• _YOUR GOAL_
Output the data exactly, with every line intact.

• _PROVIDED RECORDS_
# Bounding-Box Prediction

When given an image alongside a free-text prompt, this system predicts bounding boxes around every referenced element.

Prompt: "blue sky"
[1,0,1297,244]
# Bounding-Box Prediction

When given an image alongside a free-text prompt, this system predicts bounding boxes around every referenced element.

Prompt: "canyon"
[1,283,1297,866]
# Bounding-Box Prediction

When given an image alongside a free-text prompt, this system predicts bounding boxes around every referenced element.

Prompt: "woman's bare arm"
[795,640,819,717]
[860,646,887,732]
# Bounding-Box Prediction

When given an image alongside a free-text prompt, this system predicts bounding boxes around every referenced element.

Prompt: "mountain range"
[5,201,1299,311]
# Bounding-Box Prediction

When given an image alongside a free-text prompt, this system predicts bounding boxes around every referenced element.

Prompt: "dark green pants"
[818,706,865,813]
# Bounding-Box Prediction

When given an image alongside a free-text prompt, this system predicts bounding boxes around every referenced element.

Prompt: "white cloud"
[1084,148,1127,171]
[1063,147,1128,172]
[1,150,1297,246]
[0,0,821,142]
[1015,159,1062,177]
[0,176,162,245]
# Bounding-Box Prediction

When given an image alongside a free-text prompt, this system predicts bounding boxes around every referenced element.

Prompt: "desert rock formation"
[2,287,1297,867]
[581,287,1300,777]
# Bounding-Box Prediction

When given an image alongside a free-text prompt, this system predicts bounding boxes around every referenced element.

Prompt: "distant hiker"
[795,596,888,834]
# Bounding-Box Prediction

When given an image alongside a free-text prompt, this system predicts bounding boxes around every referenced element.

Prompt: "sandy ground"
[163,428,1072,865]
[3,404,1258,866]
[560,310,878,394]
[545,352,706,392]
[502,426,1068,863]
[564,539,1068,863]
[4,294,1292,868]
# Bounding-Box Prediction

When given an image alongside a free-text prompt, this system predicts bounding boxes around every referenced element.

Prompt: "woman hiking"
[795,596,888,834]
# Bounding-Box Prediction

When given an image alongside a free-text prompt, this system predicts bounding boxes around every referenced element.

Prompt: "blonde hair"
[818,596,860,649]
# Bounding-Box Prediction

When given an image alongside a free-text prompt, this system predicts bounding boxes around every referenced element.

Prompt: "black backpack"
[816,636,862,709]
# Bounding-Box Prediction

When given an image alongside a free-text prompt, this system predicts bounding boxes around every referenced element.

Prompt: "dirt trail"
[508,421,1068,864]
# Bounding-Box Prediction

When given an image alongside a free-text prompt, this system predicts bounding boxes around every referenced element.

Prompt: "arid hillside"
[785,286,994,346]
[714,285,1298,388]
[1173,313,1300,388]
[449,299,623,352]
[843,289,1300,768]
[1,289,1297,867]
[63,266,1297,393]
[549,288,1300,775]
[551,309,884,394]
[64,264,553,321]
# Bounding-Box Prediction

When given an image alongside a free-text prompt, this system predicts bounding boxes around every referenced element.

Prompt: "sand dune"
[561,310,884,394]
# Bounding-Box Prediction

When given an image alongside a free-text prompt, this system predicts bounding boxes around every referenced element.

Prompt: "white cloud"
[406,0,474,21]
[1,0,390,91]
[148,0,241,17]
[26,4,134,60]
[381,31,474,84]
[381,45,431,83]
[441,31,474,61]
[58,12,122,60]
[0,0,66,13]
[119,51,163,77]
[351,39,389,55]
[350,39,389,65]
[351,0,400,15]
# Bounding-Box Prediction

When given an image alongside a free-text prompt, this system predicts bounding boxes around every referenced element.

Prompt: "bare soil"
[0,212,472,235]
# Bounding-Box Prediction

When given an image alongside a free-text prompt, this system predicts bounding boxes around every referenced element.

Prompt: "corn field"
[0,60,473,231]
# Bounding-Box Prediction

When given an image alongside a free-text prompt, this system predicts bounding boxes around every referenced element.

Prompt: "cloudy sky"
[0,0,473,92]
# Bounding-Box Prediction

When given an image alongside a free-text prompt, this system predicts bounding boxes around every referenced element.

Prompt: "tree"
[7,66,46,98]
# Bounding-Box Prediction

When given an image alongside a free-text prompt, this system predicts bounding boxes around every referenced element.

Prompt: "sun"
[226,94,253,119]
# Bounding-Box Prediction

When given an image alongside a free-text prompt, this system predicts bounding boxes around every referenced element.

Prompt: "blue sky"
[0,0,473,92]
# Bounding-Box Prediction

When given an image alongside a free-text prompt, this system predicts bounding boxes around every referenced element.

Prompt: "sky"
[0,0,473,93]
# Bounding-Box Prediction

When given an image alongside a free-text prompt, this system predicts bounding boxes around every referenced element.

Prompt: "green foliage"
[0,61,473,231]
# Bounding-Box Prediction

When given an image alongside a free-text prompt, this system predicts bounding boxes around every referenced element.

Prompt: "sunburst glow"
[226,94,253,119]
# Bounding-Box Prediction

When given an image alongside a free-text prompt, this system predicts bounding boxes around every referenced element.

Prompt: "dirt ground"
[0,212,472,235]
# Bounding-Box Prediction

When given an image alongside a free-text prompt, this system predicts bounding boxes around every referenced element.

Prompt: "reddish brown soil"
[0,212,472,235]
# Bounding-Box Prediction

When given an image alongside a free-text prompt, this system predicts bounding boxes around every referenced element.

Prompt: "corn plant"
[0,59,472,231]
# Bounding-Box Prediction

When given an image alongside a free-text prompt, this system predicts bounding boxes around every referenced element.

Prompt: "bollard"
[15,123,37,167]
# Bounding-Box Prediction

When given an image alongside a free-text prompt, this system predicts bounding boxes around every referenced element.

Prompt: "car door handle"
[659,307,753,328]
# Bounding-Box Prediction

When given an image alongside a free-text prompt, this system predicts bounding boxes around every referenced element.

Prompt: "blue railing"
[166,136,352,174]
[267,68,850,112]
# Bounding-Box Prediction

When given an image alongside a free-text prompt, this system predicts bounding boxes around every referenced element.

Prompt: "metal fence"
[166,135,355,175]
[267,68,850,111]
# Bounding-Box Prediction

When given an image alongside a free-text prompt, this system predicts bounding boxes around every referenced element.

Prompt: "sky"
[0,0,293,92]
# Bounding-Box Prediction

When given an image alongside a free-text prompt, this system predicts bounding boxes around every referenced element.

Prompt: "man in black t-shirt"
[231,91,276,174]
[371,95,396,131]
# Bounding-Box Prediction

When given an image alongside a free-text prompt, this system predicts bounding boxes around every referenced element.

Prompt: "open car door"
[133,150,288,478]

• _COMPLETED TASK_
# Bounding-Box Prediction

When given an image alongside a free-text prompt, this system predicts bounding boxes around every referenced element.

Prompt: "blue sky"
[1,0,1297,244]
# Bounding-Box Prediction

When given an image alongside a free-text prompt, this system predicts bounding boxes around every referenced element.

Prompt: "canyon"
[1,283,1297,866]
# Bounding-Box Prediction

When given an image alongside a free-text prompt, this system predicts bounding boxes around every referenced element.

Prompt: "woman's bare arm"
[795,640,819,717]
[860,646,887,732]
# Bounding-Box Prediction

When given an image alongside a free-text prompt, this system predicts bounding boxes around every referenced element.

Prompt: "mountain range"
[5,201,1299,311]
# Bounding-Box Prediction

When given an image alongside a free-text prompt, this system predicts bounding boxes around every referenced element.

Prompt: "dark green pants"
[818,706,865,813]
# Bounding-Box Prediction

When given an image alongside a free-text prompt, this system predicts bounding boxes around every referenced element.

Prompt: "white cloud"
[1084,148,1127,171]
[1063,147,1128,172]
[1,150,1297,246]
[0,0,821,142]
[1015,159,1062,177]
[0,176,162,245]
# Bounding-Box Prediction

When given an image alongside a free-text prompt, this system predicts bounding boxes around every referenced element.

Prompt: "desert rock formation"
[2,287,1297,867]
[581,287,1300,777]
# Bounding-Box Prediction

When given an image alongside a free-text prompt, this system predicts bounding boxes around every referenced element.

Prompt: "distant hiker"
[795,596,888,834]
# Bounding-Box Prediction

When given an image alongside a free-text prompt, this system predicts bounding boxes around every referenced element.

Prompt: "sandy ground"
[163,428,1072,865]
[3,404,1258,866]
[560,310,878,394]
[545,352,706,392]
[502,426,1068,863]
[564,539,1068,863]
[4,294,1292,868]
# Bounding-Box Prediction

When given an image alongside a free-text prompt, this system predicts bounding boxes around every referenced element.

Prompt: "woman hiking"
[795,596,888,834]
# Bounding-Box Prediction

When given an image alongside a free-text prompt, this system predicts bounding boxes around every referenced element.

Prompt: "blonde hair"
[818,596,860,649]
# Bounding-Box Prediction

When given an image alongside a free-text prompt, this system predicts bounding boxes around every referenced element.

Prompt: "black backpack"
[816,636,862,709]
# Bounding-Box Prediction

When given an image alongside a free-text prompt, this system predicts bounding boxes around every referenced element.

Prompt: "dirt trail"
[508,421,1068,864]
# Bounding-Box Prediction

When given an image alongside a free-text prompt, this system predicts bounding boxes around every referenced element.

Prompt: "arid hillside"
[785,286,994,346]
[714,285,1298,388]
[1173,313,1300,388]
[449,299,623,352]
[843,289,1300,768]
[1,289,1297,867]
[63,266,1297,393]
[549,288,1300,775]
[551,309,884,394]
[64,264,553,321]
# Bounding-Box Prediction

When given an image alongside a free-text prompt, this system predicts bounding boxes around every referenced element.

Prompt: "sand dune"
[561,310,884,394]
# Bounding-Box Prediction

When given an image alongside a free-text prompt, this system predicts bounding boxes around every referenced element.

Prompt: "white cloud"
[406,0,474,21]
[1,0,390,91]
[148,0,241,17]
[26,4,134,60]
[381,31,474,84]
[381,45,431,83]
[441,31,474,61]
[58,12,122,60]
[0,0,66,13]
[119,51,163,77]
[351,39,389,55]
[350,39,389,65]
[351,0,400,15]
# Bounding-Box Prediction

When given an image alongside a free-text prompt, this system predicts bounding boxes around every referenced element.

Prompt: "bare soil"
[0,212,472,235]
# Bounding-Box Prediction

When given an image alongside a free-text prompt, this system predicts bounding boxes around every referenced element.

Prompt: "corn field"
[0,60,473,231]
# Bounding-Box Prediction

When given an image alongside a free-text prompt, this system predicts bounding boxes around every referenced element.

Prompt: "cloudy sky"
[0,0,473,92]
# Bounding-Box Prediction

When given an image alongside a free-text prompt, this system predicts bounding boxes around every referenced element.

Prompt: "tree"
[7,66,46,98]
# Bounding-Box Prediction

When given an image alongside a free-text prompt, this system predicts bounding boxes around every referenced element.

Prompt: "sun"
[226,94,253,119]
# Bounding-Box Prediction

When given an image alongside a free-text prompt, this system predicts bounding boxes around every referenced element.

Prompt: "blue sky"
[0,0,473,92]
# Bounding-Box Prediction

When given an image alongside a free-text prompt, this system predicts bounding boxes around every referenced element.

Prompt: "sky"
[0,0,473,93]
# Bounding-Box Prediction

When given an image alongside a free-text prompt, this system predicts bounding boxes around every referenced element.

Prompt: "green foliage"
[0,61,473,231]
# Bounding-Box Prediction

When given an image alongside a free-text prompt, this system predicts bounding boxes around every referenced element.

Prompt: "sunburst glow"
[226,94,253,119]
# Bounding-Box Prediction

When given an image alongside a free-text prompt, this system predicts bounding boxes around every referenced element.

Prompt: "dirt ground"
[0,212,472,235]
# Bounding-Box Prediction

When given an image alongside a free-text prompt, this system predicts bounding boxes around every referenced element.

Prompt: "reddish brown soil"
[0,212,472,235]
# Bounding-Box Prediction

When given an image alongside a free-text prompt, this system predicts bounding boxes around every referenced element.

Prompt: "corn plant"
[0,59,472,231]
# Bounding-Box Prediction

When given an image alongside a free-text prompt, this system predicts bounding boxes around every referenced element.

Prompt: "bollard"
[15,123,37,167]
# Bounding-Box Prediction

When given an image alongside a free-text prompt, this system predicts bounding boxes around every referenced element.

Prompt: "car door handle"
[659,307,753,328]
# Bounding-Box Prediction

When given an image alongside a free-text prompt, this system predicts bounding boxes around every referenced element.

Prompt: "blue railing"
[166,136,352,174]
[267,68,850,112]
# Bounding-Box Prediction

When given an image alongside a free-text prompt, this system predicts bounding boxes around every referenced element.

Prompt: "metal fence"
[166,135,355,175]
[267,68,850,111]
# Bounding-Box Prediction

When given an image alongside a free-text prompt, this system predicts bounding boxes around every referenced element.

Prompt: "sky"
[0,0,293,92]
# Bounding-Box Prediction

When given an image alongside a free-text prompt, this system predicts bounding boxes around every referenced element.

Prompt: "man in black t-shirt"
[231,91,276,174]
[371,95,396,131]
# Bounding-Box Prediction

When given an image alongside a free-text prompt, this system predicts bounding boxes around every referenced element.

Prompt: "open car door"
[133,150,288,478]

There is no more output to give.